Stored records:
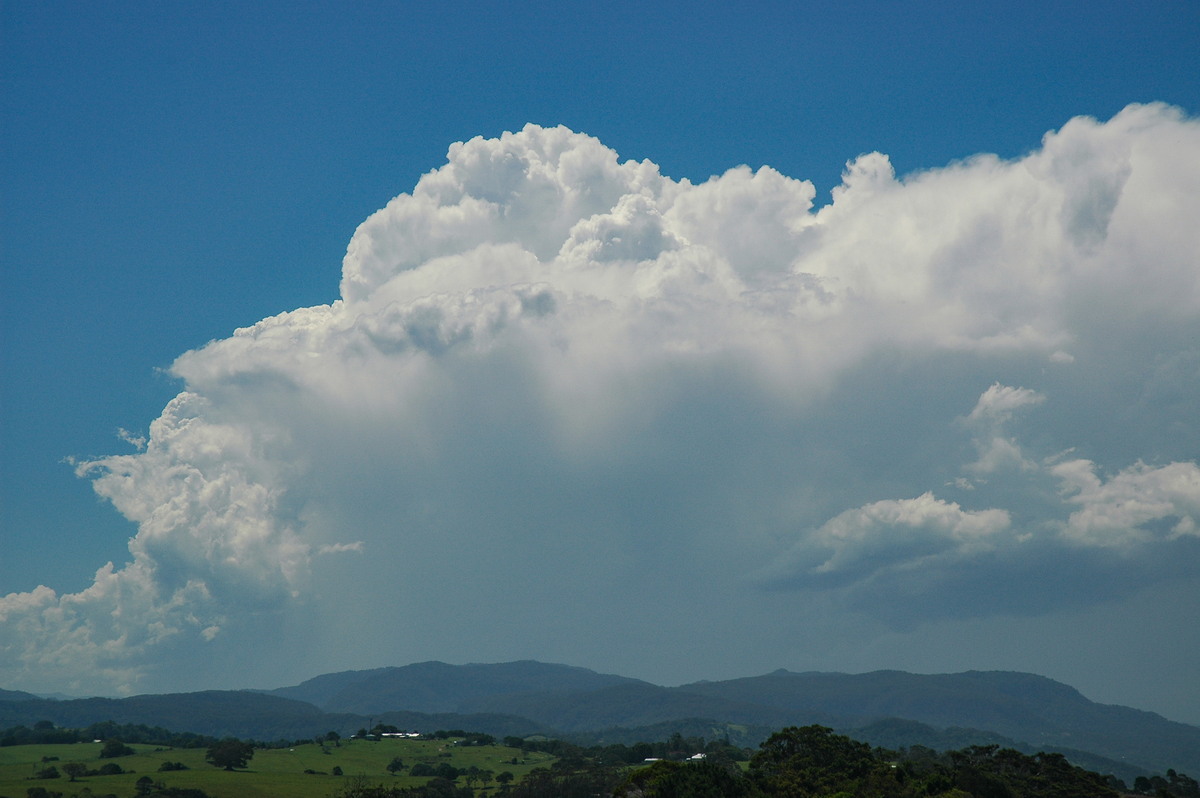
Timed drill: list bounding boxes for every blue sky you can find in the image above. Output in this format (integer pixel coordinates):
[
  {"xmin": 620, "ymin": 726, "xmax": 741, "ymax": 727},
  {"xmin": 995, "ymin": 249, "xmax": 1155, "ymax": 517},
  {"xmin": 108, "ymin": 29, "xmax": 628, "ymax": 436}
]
[{"xmin": 0, "ymin": 2, "xmax": 1200, "ymax": 722}]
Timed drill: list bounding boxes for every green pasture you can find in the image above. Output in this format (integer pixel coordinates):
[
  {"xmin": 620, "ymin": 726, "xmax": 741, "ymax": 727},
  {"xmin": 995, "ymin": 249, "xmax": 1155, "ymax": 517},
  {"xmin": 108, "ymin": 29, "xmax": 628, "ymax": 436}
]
[{"xmin": 0, "ymin": 739, "xmax": 554, "ymax": 798}]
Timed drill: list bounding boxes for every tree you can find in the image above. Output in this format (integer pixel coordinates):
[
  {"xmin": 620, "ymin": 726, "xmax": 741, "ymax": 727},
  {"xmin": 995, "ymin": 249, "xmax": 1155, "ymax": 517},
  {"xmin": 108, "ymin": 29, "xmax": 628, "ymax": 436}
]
[
  {"xmin": 750, "ymin": 726, "xmax": 876, "ymax": 794},
  {"xmin": 62, "ymin": 762, "xmax": 88, "ymax": 781},
  {"xmin": 204, "ymin": 738, "xmax": 254, "ymax": 770}
]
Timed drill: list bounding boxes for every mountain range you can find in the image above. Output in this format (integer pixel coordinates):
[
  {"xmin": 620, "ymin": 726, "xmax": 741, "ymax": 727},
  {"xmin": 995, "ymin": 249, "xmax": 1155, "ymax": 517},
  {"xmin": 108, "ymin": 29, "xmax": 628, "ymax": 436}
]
[{"xmin": 0, "ymin": 661, "xmax": 1200, "ymax": 779}]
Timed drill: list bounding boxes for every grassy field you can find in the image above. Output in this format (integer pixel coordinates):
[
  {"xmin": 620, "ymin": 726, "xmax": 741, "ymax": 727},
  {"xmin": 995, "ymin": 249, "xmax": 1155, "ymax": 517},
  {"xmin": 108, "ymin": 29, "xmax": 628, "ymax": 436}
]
[{"xmin": 0, "ymin": 739, "xmax": 553, "ymax": 798}]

What is being asked: Print every entry above again word for word, without the pictures.

Full response:
Timed drill: list bounding boxes for every blue sky you can find in the image above. Output in this format (integer pixel coordinates):
[
  {"xmin": 620, "ymin": 726, "xmax": 741, "ymax": 727},
  {"xmin": 995, "ymin": 249, "xmax": 1155, "ymax": 517},
  {"xmin": 108, "ymin": 29, "xmax": 628, "ymax": 436}
]
[{"xmin": 0, "ymin": 2, "xmax": 1200, "ymax": 722}]
Timed drill: list bounding boxes for every green pasture you can find in the image above. Output in this format (integer pixel coordinates):
[
  {"xmin": 620, "ymin": 726, "xmax": 741, "ymax": 727},
  {"xmin": 995, "ymin": 249, "xmax": 1155, "ymax": 517},
  {"xmin": 108, "ymin": 29, "xmax": 628, "ymax": 436}
]
[{"xmin": 0, "ymin": 739, "xmax": 554, "ymax": 798}]
Timed drill: list bounding boxes for every tree you can find in the image above. Output in this format (integer pixel coordinates):
[
  {"xmin": 620, "ymin": 726, "xmax": 741, "ymax": 727},
  {"xmin": 995, "ymin": 249, "xmax": 1155, "ymax": 517},
  {"xmin": 108, "ymin": 29, "xmax": 628, "ymax": 436}
]
[
  {"xmin": 750, "ymin": 726, "xmax": 876, "ymax": 794},
  {"xmin": 62, "ymin": 762, "xmax": 88, "ymax": 781},
  {"xmin": 204, "ymin": 738, "xmax": 254, "ymax": 770}
]
Timed drill: list bounding boxes for every mountain range you can find in the image above. Output in this format (integer pixel coordinates):
[
  {"xmin": 620, "ymin": 726, "xmax": 741, "ymax": 727},
  {"xmin": 995, "ymin": 249, "xmax": 1155, "ymax": 517},
  {"xmin": 108, "ymin": 29, "xmax": 628, "ymax": 436}
]
[{"xmin": 0, "ymin": 661, "xmax": 1200, "ymax": 779}]
Timed drill: list bounding boxes for every grassy field you can find in the image above. Output in this format (integer pixel coordinates):
[
  {"xmin": 620, "ymin": 726, "xmax": 741, "ymax": 727},
  {"xmin": 995, "ymin": 249, "xmax": 1155, "ymax": 517},
  {"xmin": 108, "ymin": 29, "xmax": 628, "ymax": 436}
]
[{"xmin": 0, "ymin": 739, "xmax": 553, "ymax": 798}]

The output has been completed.